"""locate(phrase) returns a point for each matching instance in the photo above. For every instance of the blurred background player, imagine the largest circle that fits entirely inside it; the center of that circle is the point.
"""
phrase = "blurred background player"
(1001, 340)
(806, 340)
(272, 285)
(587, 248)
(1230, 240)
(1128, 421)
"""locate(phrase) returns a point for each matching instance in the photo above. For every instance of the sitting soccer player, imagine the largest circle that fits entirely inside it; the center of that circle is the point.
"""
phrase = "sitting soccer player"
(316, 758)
========================================
**PROBLEM DETAILS**
Considering the records above, state how many lines contain the word "largest", with nothing else in your reply.

**RESPONSE TO THIS EXERCISE**
2